◆ PROBLEM STATEMENT
Make an exact copy of the listing below.

◆ Entries from a pointing dataset

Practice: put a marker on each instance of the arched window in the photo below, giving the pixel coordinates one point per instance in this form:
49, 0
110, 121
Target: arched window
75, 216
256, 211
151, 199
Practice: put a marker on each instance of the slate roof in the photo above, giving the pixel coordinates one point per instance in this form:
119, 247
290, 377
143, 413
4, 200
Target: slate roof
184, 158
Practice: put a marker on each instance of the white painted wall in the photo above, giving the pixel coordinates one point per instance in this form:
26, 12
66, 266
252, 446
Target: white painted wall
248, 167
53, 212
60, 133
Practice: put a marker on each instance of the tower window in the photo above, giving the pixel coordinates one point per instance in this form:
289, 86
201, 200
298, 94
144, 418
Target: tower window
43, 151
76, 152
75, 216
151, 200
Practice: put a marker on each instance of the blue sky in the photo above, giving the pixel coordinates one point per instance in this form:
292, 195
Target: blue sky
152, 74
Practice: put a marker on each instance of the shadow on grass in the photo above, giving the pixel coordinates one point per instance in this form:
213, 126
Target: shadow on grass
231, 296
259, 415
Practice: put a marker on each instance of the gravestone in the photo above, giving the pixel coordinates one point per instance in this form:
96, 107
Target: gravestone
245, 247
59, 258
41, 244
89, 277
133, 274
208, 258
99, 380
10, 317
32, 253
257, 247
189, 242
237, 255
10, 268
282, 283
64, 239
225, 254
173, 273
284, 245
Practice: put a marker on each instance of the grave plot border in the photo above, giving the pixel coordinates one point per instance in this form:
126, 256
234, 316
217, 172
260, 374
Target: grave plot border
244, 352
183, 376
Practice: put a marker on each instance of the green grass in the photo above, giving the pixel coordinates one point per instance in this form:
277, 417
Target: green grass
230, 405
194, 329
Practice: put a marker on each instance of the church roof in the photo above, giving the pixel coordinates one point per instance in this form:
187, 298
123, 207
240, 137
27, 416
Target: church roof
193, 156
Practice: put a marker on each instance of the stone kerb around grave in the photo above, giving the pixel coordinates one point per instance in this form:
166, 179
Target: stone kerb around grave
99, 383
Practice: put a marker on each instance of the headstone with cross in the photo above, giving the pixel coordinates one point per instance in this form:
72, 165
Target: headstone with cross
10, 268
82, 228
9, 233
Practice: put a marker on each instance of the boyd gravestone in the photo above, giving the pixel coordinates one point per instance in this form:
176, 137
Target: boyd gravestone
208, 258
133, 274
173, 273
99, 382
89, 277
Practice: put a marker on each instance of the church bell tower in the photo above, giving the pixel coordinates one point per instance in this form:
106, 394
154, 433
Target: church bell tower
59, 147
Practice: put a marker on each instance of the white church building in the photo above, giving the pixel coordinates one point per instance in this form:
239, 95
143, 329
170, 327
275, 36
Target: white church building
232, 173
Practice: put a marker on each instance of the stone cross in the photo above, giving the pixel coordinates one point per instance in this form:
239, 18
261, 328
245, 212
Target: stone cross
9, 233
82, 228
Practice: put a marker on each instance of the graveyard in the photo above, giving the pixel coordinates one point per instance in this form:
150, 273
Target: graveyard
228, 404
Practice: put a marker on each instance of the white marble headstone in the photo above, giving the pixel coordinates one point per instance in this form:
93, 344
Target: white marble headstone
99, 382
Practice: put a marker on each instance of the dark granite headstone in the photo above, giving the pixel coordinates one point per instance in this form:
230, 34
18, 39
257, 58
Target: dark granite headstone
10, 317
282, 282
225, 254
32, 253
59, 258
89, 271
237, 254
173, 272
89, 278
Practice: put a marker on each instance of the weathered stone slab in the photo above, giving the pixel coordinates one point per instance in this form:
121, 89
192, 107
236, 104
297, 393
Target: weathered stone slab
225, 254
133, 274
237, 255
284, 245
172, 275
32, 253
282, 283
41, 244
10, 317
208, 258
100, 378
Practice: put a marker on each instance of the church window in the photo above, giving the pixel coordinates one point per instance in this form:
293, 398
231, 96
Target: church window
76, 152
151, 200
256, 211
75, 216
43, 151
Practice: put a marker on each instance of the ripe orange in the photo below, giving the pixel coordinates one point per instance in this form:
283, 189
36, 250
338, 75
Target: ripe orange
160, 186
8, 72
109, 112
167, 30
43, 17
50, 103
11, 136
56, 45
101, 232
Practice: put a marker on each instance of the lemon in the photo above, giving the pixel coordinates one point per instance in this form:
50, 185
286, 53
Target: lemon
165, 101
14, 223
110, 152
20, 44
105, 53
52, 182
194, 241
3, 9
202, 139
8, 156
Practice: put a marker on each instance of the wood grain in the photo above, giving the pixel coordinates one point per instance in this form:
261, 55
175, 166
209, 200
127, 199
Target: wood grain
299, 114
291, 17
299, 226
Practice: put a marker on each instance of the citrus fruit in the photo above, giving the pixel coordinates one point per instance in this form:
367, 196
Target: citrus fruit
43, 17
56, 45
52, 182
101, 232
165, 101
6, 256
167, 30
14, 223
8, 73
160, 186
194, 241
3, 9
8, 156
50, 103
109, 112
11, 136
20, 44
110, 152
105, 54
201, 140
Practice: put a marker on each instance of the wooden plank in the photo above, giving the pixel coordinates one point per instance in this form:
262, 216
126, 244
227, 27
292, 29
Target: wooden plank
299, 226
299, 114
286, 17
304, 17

◆ CORRECT RESPONSE
Practice: put a marker on each instance of the arched window in the photo below, giving the pixel coordinates one point per instance in this form:
49, 0
110, 121
Target: arched window
75, 216
256, 211
151, 199
Practice: put a marker on each instance of the slate roof in the photo above, giving the pixel coordinates one point per instance in this form:
119, 247
290, 377
143, 413
4, 200
Target: slate roof
184, 158
Practice: put a marker on each instance of the white painted wall in the photo above, giving the pixel coordinates one point per instance in this form:
26, 12
66, 266
252, 446
Target: white painted wall
248, 167
53, 212
60, 133
Practice: put a marker on each instance of the tower window in the photo above, giving the pixel coordinates one point per instance in this form:
289, 86
201, 200
298, 94
144, 418
Target: tower window
43, 151
76, 152
75, 216
151, 200
Practice: put a marker on each instance of the blue sky in the photo above, giving the pixel coordinates one point per instance in this form:
292, 195
Target: blue sky
152, 74
Practice: put a marker on each instance of the shadow on grass in the photo above, giving the pixel coordinates one point per instance in this form:
213, 126
Target: shadow on grass
231, 296
259, 415
Practice: put a marker on each instance of the gravestone in the photo above, giving the pixel coordinates one point per instance in this form:
96, 107
Target: gravestone
245, 247
59, 258
41, 244
89, 277
133, 274
208, 258
99, 380
10, 317
32, 253
257, 247
189, 242
237, 255
10, 268
282, 283
64, 239
225, 254
173, 273
284, 245
Practice: put a marker on each instance of the grave plot border in the photo above, giving the pixel coordinates one point per instance in this form:
126, 256
234, 316
217, 172
260, 374
Target: grave plot border
244, 352
183, 376
Practice: put a marker on each instance of the green grass in the photo above, giving the pixel coordinates one point per instance in this form:
277, 417
Target: green grass
230, 405
194, 329
Practice: put a marker on each instance of the church roof in the photo above, giving the pixel coordinates one point per instance in this form:
187, 298
123, 207
240, 137
27, 416
Target: church roof
193, 156
Practice: put a marker on each instance of the stone kerb around grave in the photo above, giving the pixel coordinates one point per instance in this form:
166, 179
Target: stone kerb around grave
99, 383
Practice: put a marker on each instance of the headstone with cross in the photo above, giving the pixel coordinates one point per instance in this form:
72, 165
Target: headstone with cross
10, 268
82, 228
9, 233
Practice: put a marker on each instance of the boyd gravestone in the photo above, giving the pixel coordinates one point per instance in this form:
176, 137
Target: boyd gravestone
208, 258
133, 274
173, 273
99, 382
89, 277
Practice: put a marker on each instance of the church bell tower in the photo above, giving the pixel coordinates one point per instance in this form:
106, 394
154, 433
Target: church bell tower
59, 147
Practice: put a marker on each instance of the white church building in the photo above, giving the pixel coordinates one point per instance in this form:
239, 95
143, 329
170, 327
275, 36
Target: white church building
232, 173
Practice: put a marker on each instance of the stone cross in the photo above, giving the pixel coordinates one point per instance in this form:
239, 18
261, 328
245, 212
Target: stone cross
9, 233
82, 228
Practice: put a marker on each instance of the graveyard in the photo above, giving the pixel coordinates one point per instance in this form:
150, 273
Target: graveyard
228, 404
Practice: put a marker on each instance of the white marble headstone in the photo above, giving the pixel coordinates one point per instance in this form:
93, 344
Target: white marble headstone
99, 382
Practice: put a marker on each instance of the dark granite headstone in the photo above, giving the pixel coordinates one point per instance in this form:
230, 34
18, 39
257, 58
Target: dark granite headstone
10, 317
282, 282
225, 254
32, 253
59, 258
89, 271
237, 254
173, 272
89, 278
Practice: put a marker on each instance of the weathered stone slab in the photo above, giving the pixel coordinates one point per instance in this form:
121, 89
192, 107
236, 104
297, 393
Target: weathered stone slab
225, 254
133, 274
237, 255
284, 245
172, 275
32, 253
282, 283
41, 244
10, 317
208, 258
100, 378
Practice: put a marker on each instance of the church window in the photo above, giving the pixel coordinates one point per instance in this form:
293, 398
231, 96
Target: church window
76, 152
151, 200
256, 211
75, 216
43, 151
Practice: put a marker on each instance of the ripe orange in the photo below, giving the pixel coordinates one point per instance in this form:
283, 189
36, 250
338, 75
Target: ripe orange
160, 186
8, 72
109, 112
167, 30
43, 17
50, 103
11, 136
56, 45
101, 232
Practice: put a marker on each instance of the lemon in the photo above, giving the pixel coordinates one point per instance in this form:
50, 185
286, 53
Target: lemon
165, 101
14, 223
110, 152
20, 44
105, 53
52, 182
194, 241
3, 9
202, 139
8, 156
Practice: put a marker on each instance of the wood grain in the photo above, giving the pixel coordinates one point per instance in this form:
261, 55
175, 166
209, 200
127, 199
Target: wood grain
299, 114
291, 17
299, 226
Practice: put a marker on each instance of the citrus fruit in the photo above, giving the pixel coordinates one point per instance in this form:
367, 196
Target: citrus fruit
43, 17
56, 45
52, 182
101, 232
165, 101
6, 256
167, 30
14, 223
8, 73
160, 186
194, 241
3, 9
8, 156
50, 103
109, 112
11, 136
20, 44
110, 152
105, 54
201, 140
Practice: put a marker on each instance of the wooden plank in the photo above, giving the pixel coordinates one point per instance in this form:
262, 216
126, 244
227, 27
292, 29
Target: wooden plank
299, 226
299, 114
286, 17
304, 17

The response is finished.